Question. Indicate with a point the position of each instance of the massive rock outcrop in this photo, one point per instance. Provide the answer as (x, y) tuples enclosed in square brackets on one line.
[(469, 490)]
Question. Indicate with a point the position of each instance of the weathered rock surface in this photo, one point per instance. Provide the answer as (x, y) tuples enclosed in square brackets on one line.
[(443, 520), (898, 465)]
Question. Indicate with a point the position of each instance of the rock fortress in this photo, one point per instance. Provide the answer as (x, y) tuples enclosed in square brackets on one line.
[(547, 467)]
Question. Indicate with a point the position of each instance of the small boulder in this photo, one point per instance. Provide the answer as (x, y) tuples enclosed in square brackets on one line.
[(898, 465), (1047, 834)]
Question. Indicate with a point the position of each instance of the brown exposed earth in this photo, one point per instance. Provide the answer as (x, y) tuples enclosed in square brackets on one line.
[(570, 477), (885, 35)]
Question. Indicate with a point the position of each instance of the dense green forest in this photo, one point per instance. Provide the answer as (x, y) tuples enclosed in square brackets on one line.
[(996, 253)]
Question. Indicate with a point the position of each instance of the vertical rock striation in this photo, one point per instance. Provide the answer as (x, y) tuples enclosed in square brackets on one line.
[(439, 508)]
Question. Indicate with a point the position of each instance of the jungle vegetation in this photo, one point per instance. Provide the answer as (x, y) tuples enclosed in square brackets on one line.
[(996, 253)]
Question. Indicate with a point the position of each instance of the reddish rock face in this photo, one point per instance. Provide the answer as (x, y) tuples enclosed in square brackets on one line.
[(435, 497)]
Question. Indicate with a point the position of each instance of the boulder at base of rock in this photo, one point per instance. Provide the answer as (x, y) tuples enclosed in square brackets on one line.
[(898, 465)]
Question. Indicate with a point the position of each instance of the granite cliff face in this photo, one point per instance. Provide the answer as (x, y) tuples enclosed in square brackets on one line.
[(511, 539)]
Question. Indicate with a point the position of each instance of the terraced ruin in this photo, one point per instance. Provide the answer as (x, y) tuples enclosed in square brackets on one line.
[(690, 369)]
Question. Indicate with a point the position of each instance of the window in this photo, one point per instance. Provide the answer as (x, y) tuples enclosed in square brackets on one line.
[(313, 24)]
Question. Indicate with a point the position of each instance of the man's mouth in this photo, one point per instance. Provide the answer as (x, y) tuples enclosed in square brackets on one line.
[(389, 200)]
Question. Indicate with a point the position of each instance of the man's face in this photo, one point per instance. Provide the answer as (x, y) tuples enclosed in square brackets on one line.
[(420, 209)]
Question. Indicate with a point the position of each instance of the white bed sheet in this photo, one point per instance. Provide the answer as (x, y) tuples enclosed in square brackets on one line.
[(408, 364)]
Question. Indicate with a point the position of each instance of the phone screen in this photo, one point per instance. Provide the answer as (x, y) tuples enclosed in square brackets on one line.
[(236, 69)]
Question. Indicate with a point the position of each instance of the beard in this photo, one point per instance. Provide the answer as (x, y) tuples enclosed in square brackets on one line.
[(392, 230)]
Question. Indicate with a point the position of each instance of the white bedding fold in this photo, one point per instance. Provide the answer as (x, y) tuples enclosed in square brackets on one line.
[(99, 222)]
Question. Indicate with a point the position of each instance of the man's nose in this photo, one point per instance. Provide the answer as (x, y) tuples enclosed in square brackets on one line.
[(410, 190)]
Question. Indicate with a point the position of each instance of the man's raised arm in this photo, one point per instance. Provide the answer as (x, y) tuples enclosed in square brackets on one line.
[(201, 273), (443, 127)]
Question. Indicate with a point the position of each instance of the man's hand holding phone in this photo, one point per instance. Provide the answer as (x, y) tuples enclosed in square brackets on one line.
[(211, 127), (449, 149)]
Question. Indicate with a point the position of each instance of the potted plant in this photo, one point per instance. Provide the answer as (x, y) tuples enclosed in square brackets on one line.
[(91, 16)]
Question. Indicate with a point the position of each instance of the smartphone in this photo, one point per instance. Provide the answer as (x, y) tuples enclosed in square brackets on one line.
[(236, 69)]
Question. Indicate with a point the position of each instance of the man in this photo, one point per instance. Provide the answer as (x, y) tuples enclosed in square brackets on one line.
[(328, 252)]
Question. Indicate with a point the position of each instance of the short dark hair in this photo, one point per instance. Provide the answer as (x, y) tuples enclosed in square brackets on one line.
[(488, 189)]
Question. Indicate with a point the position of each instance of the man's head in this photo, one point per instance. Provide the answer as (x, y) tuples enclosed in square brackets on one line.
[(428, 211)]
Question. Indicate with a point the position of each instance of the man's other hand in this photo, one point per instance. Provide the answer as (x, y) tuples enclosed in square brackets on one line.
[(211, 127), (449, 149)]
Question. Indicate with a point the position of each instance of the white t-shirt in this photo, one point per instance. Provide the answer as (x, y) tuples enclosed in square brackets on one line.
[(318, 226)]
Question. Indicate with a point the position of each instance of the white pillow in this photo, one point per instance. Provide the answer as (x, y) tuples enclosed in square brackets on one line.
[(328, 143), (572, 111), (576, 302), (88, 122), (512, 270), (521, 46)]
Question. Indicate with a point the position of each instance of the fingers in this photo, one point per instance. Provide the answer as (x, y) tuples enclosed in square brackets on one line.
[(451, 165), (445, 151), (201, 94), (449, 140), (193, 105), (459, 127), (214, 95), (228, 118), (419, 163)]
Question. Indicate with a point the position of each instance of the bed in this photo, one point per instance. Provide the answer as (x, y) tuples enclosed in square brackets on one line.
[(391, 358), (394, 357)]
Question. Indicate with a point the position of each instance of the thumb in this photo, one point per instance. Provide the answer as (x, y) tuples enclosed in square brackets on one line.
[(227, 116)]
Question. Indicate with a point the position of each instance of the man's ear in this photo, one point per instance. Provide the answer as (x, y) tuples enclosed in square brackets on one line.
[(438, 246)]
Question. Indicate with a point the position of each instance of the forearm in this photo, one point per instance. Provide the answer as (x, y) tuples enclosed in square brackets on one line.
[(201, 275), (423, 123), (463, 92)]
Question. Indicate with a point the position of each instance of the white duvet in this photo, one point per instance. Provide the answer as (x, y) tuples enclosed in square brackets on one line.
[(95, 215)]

→ **AIM OF THE EXERCISE**
Put every line of the records above into a numbered list, leaving out any blank lines.

→ **REPLY TO THE TASK**
1. Question. Indicate with a point the position of each instance of the massive rock outcrop in this photo, one point per instance. Provide the answer as (x, y) tuples enclosed in square brackets on one line.
2. [(469, 490)]
3. Question. Indicate with a point the position of each instance of the weathered rock surface in this photo, one point per instance. Provide the answer as (x, y) tuples enclosed in square brackets on one line.
4. [(443, 520), (898, 465)]
5. Question. Indicate with a point the position of each instance of the rock fortress in this photo, one point per instance. Provide the answer as (x, y) tuples enclosed in square brackets on one line.
6. [(547, 467)]
7. Question. Indicate with a point the position of each instance of the small boulder in this photo, one point per instance. Provide the answer as (x, y) tuples enclosed in square brackets on one line.
8. [(898, 465), (1047, 834)]
9. Question. Indicate with a point the position of each instance of the brown exposed earth in this photo, one point per instance. Provide the answer as (x, y) tuples enclosed in square brackets on one line.
10. [(570, 477), (885, 35)]
11. Question. Indicate with a point the position of each instance of the dense green forest in this photo, one point per instance. Provide the answer as (x, y) tuples enclosed in square brackets on one line.
12. [(996, 253)]
13. Question. Indicate with a point the position of each instance of the vertical rock striation in this photo, one point per instance. Provide the answer as (x, y) tuples enclosed in square brackets on one line.
14. [(439, 508)]
15. Question. Indicate with a point the position of each instance of the jungle vegetation in this photo, one point per instance. Provide the answer as (x, y) tuples enclosed in square brackets on one line.
16. [(996, 253)]
17. Question. Indicate with a point the position of each instance of the reddish rock face in this photo, one point per instance. Provide the answer as (x, y) tuples enclosed in square brackets on one line.
18. [(435, 497)]
19. Question. Indicate with a point the position of each instance of the boulder at base of rock in this photo, one point per instance. Provide the answer as (x, y) tuples enclosed in square brackets on one line.
20. [(898, 465)]
21. Question. Indicate with a point the position of each instance of the granite cliff face in this photo, one point per instance. Provide the answer as (x, y) tuples enclosed in square brackets on one line.
22. [(511, 539)]
23. Question. Indicate with a point the position of each instance of the terraced ruin in this photo, one point per instance. Provide the answer as (x, y) tuples enclosed in square brackets on one line.
24. [(690, 369)]
25. Question. Indicate with a point the position of each instance of the window in this photo, one point per instance. Provide the answer as (x, y) tuples enclosed in square brackets on one line.
26. [(313, 24)]
27. Question. Indicate with a point the position of each instance of the man's mouth in this photo, one point per instance. Provide the answer as (x, y) tuples enclosed in square brackets on one line.
28. [(389, 200)]
29. Question. Indicate with a point the position of each instance of the man's face in this photo, one point per instance. Provide the answer as (x, y) tuples enclosed in square brackets on one line.
30. [(420, 209)]
31. Question. Indicate with a point the position of each instance of the white bed sheet in this photo, one point per instance. Provide the answer as (x, y) tuples enclosed in square brackets on one line.
32. [(408, 364)]
33. Question. Indicate with a point the position of each instance of the phone screen in this photo, one point per instance. Provide the answer as (x, y) tuples enclosed in square brackets on one line.
34. [(236, 69)]
35. Question. Indicate with a point the position of each instance of the beard in this photo, one point per instance. Provide the answer as (x, y) tuples enclosed in square brackets on one line.
36. [(392, 230)]
37. Question. Indicate with a point the position of each instance of the white bedding fold in this photo, one point per instance. Provide the answer as (x, y) tuples enclosed in square brackets on one line.
38. [(99, 222)]
39. Question. Indicate with a point the position of each instance of the man's nose in this photo, one point per instance. Provide the answer as (x, y) tuples enclosed in square brackets on one line.
40. [(410, 190)]
41. Question. Indicate with a point the position of each instance of the man's raised arm in this photo, one point per instance. Provide the answer as (x, y) tuples enclosed in square brackets on one line.
42. [(201, 273), (443, 127)]
43. Question. Indicate with a point the position of each instance of the man's hand holding phone in this photo, one point per instance. Provide the answer as (x, y) tuples enclosed in square brackets on one line.
44. [(211, 127), (449, 149)]
45. Question. Indicate with a point the position of each instance of the potted plant in this photo, one point per instance. Provide the answer as (x, y) tuples enclosed in square brackets on one line.
46. [(91, 16)]
47. Question. Indicate with a point the position of each instance of the smartphone in this photo, one point per instance. Provide the answer as (x, y) tuples enclosed in square brackets on one line.
48. [(236, 69)]
49. Question. Indicate with a point the position of each instance of the man in this photo, one point per instance. Provide the answer as (x, y) tuples enclosed in square brackets on one line.
50. [(328, 252)]
51. Question. Indicate with a point the position of each instance of the short dark hair in this photo, one point per instance. Provide the answer as (x, y) tuples enclosed in square brackets on one line.
52. [(488, 189)]
53. Question. Indicate with a point the position of each instance of the man's head in this photo, one point per instance. Provide the answer as (x, y) tuples enclosed in square brackets on one line.
54. [(428, 211)]
55. Question. Indicate with a point the position of each instance of the man's other hand in this photo, one point per instance. Provide the answer as (x, y) tuples enclosed in square brackets on one line.
56. [(211, 127), (449, 149)]
57. Question. Indicate with a point the position of each instance of the white t-shirt in this photo, one point per instance. Provide the answer as (x, y) tuples enclosed in square brackets on one line.
58. [(318, 226)]
59. Question. Indicate with a point the position of each instance of the white pillow in this photo, one point per instance. Provide the answer as (x, y) tuples enclosed in square brackets on one line.
60. [(328, 143), (572, 111), (576, 302), (88, 122), (512, 270), (521, 46)]
61. Question. Indicate with a point the position of each instance of the fingers in this photo, one point per instance. Provide the answer as (x, y) tuples enclosed in square brackets on one line.
62. [(451, 165), (445, 151), (201, 94), (449, 140), (193, 105), (459, 127), (214, 95), (228, 118), (419, 163)]
63. Question. Indicate with a point the position of each instance of the bed in this photo, one point per instance. Provide the answer as (x, y) tuples enclosed in square brackets on one line.
64. [(391, 358), (394, 357)]
65. Question. Indicate with a point the position of each instance of the thumb in this photo, one point per instance. Provide the answer as (x, y) tuples enclosed in square brackets on one line.
66. [(227, 116)]
67. Question. Indicate with a point the position of each instance of the man's ear in this photo, one point per instance. Provide the answer as (x, y) tuples enclosed in square brackets on one line.
68. [(438, 246)]
69. Question. Indicate with a point the position of each instance of the forearm in this photo, one point per instance. Provide the answer as (x, y) tuples enclosed in square brackets on one line.
70. [(201, 275), (423, 123), (463, 92)]
71. Question. Indicate with a point the position of each instance of the white duvet in this photo, one point per instance. Provide the answer as (x, y) tuples enclosed in square brackets on one line.
72. [(95, 215)]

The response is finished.